→ **Short task 1**
Please answer these questions using the KACC financial report, giving each answer on its own line marked to match:
(a) What percentage interest in QAL does KACC own after the September 2001 sale?
(b) At about what percentage of its newly-rated capacity did the Gramercy plant operate during the third quarter of 2001?
(c) Based on stock market performance through September 30, 2001, in what range does the Company estimate the additional minimum pension liability could fall?
→ **Short task 2**
Write a continuation of the KACC financial report, picking up right after its final sentence.

→ **Article**
▶
The Company expects KACC's cash flow in mid-2002 to improve substantially over
expected near-term cash flows as a result of the Gramercy alumina refinery
reaching its full operating rate and full efficiency, operating improvements
resulting from KACC's performance improvement initiative and as certain of its
other previously accrued, non-recurring, near-term obligations are satisfied.
However, such changes are subject to prevailing market and economic conditions
and, as such, no assurances can be given in this regard.
Possible Year-End Financial Statement Item. The assets of the KACC sponsored
pension plans, like numerous other companies' plans, are, to a substantial
degree, invested in the capital markets and managed by a third party. Given the
year-to-date performance of the stock market, it is likely that, barring a
material improvement in the stock market during the fourth quarter of 2001, the
Company will be required to reflect a significant additional minimum pension
liability in its year-end financial statements as a result of a decline in the
value of the assets held by KACC's pension plans. Minimum pension liability
adjustments are non-cash adjustments that are reflected as an increase in
pension liability and an offsetting charge to stockholders' equity (net of
income tax) through comprehensive income (rather than net income). The ultimate
amount of such additional adjustment cannot be determined until year-end 2001.
However, based on stock market performance through September 30, 2001, the
Company estimates that such amount could be in the $25.0 million to $50.0
million range. The Company also anticipates that the decline in the value of the
pension plans' assets will unfavorably impact pension costs reflected in its
2002 operating results. However, absent a decision by the Company to increase
its contributions to the pension plans as a result of the recent asset
performance, such asset performance is not expected to have a material impact on
the Company's near-term liquidity as pension funding requiremnets generally
allow for such impacts to be spread over multiple years. Increases in post-2002
pension funding requirements could occur, however, if capital market performance
in future periods does not more closely approximate the long-term rate of return
assumed by the Company, and the amount of such increases could be material.
Sale of 8.3% Interest in QAL. In September 2001, KACC sold an approximate 8.3%
interest in QAL and recorded a pre- tax gain of approximately $163.6 million
(included in Other income/(expense) in the Condensed Consolidated Statements of
Income (Loss)). As a result of the transaction, KACC now owns a 20% interest in
QAL. See Note 9 of Notes to Interim Consolidated Financial Statements for
additional discussion of the September 2001 sale.
Incident at Gramercy Facility. Initial production at KACC's Gramercy, Louisiana,
alumina refinery, which had been curtailed since July 1999 as a result of an
explosion in the digestion area of the plant, commenced during the middle of
December 2000. Construction of the facility was substantially completed during
the third quarter of 2001. The plant operated at approximately 78% of its
newly-rated estimated capacity of 1,250,000 tons during the third quarter of
2001. Subsequent to September 30, 2001, the plant has regularly operated at a
rate equal to or greater than 90% of its newly- rated capacity. Based on current
estimates, the facility is expected to reach its full operating rate and full
efficiency by the end of 2001 or early 2002.
◀
→ **Raw data**
▶
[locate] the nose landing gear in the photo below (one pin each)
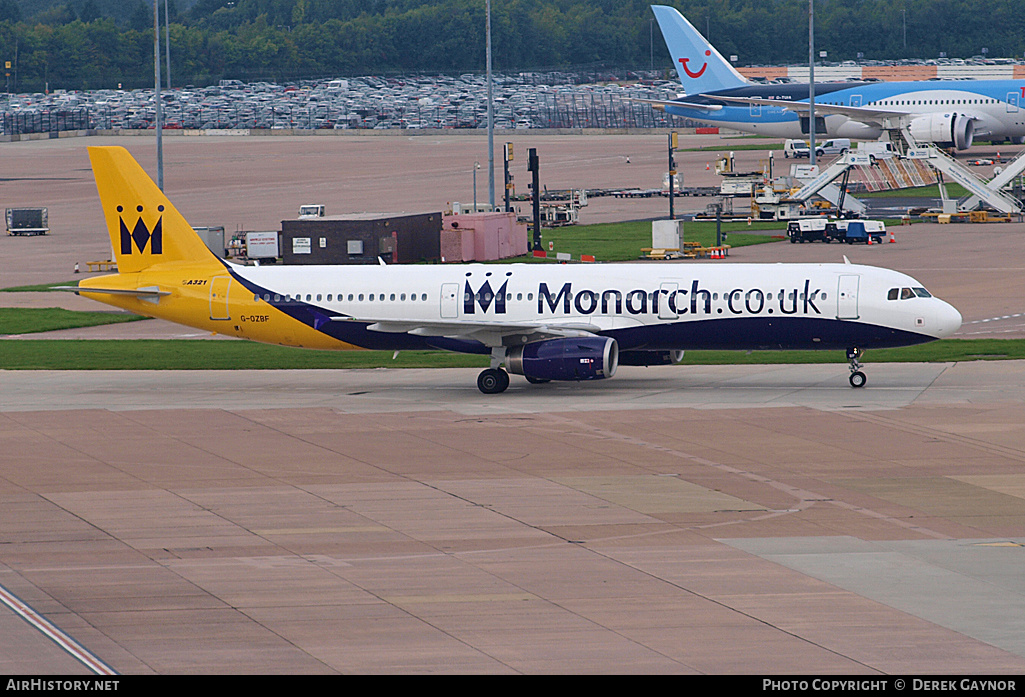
◀
→ **Right answer 1**
(a) 20%
(b) Approximately 78%
(c) $25.0 million to $50.0 million

→ **Right answer 2**
See Note 2 of Notes to Interim Consolidated Financial Statements for additional
discussion of the incident at the Gramercy facility and the financial statement
impact of Gramercy-related insurance recoveries.
Labor Matters. Although the United Steelworkers of America ("USWA") dispute has
been settled and the workers have returned to the facilities, two allegations of
unfair labor practices ("ULPs") in connection with the USWA strike and
subsequent lock-out by KACC remain to be resolved. The Company believes that the
remaining charges made against KACC by the USWA are without merit. See Note 7 of
Notes to Interim Consolidated Financial Statements for additional discussion on
the ULP charges.
Pacific Northwest Power Sales and Operating Level. During the first nine months
of 2001, KACC kept its Northwest smelters curtailed and sold the remaining power
available that it had under contract through September 2001. KACC has the right
to purchase power under a contract with the Bonneville Power Administration
("BPA") that provides sufficient power to operate KACC's Trentwood facility as
well as approximately 40% of the capacity of its Northwest aluminum smelting
operations. The rate for power for the initial period of the contract (from
October 1, 2001 through March 31, 2002) will be approximately 46% higher than
power costs under the prior contract. KACC cannot predict what rates will be
charged in future periods. There are terms of the contract which are less
favorable than the prior BPA contract, including the fact that KACC is not
entitled to receive any profits from its limited remarketing rights under the
contract.
Given recent primary aluminum prices and the forward price of power in the
Northwest, it is unlikely that KACC would operate more than a portion of its
Northwest smelting capacity in the near future. Operating only a portion of the
Northwest capacity would result in production/cost inefficiencies such that
operating results would, at best be breakeven to modestly negative at long-term
primary aluminum prices. However, operating at such a reduced rate could,
depending on prevailing economics, result in improved cash flows as opposed to
remaining curtailed and incurring the Company's fixed and continuing labor and
other costs. This is because KACC is liable for certain severance, supplemental
unemployment and early retirement benefits for the USWA workers at the curtailed
smelters. A substantial portion of such costs have been accrued through December
31, 2001. However, additional accruals may be required depending on when the
USWA workers are recalled and when the smelting operations are restarted. Such
amounts could be material.
See Note 4 of Notes to Interim Consolidated Financial Statements for additional
information on the power sales, the contract and additional detail regarding
accrued liabilities with respect to the USWA workers.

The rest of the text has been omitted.